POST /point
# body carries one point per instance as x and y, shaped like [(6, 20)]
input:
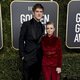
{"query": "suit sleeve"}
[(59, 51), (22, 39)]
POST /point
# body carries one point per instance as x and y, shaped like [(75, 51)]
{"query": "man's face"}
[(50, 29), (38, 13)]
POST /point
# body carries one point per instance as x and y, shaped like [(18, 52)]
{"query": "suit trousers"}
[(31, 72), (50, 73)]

──────────

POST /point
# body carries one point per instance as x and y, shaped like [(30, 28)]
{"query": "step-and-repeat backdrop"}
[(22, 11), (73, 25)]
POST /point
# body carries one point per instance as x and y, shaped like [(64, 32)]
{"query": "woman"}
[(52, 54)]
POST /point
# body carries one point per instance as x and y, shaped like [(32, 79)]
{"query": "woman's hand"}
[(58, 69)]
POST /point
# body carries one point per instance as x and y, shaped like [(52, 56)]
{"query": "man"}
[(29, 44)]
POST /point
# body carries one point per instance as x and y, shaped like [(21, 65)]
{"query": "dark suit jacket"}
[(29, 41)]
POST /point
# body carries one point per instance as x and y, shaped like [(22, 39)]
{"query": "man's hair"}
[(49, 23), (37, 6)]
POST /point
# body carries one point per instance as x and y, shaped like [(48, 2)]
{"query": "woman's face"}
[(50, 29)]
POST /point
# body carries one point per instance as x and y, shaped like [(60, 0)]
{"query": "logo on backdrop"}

──────────

**Challenge**
How many lines of the material above contain the string "backdrop"? Case counts; give only the number.

**Response to this task**
2